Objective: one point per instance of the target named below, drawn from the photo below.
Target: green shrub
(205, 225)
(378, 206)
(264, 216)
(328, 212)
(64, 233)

#####

▶ **Set exercise**: Rewrite every item above, changing "green shrub" to "leafy bush" and leaving everything else as it is.

▶ **Task output**:
Objective: one point per instance of the target named below, drawn from the photo below.
Target: leafy bush
(205, 225)
(378, 206)
(264, 216)
(328, 212)
(64, 233)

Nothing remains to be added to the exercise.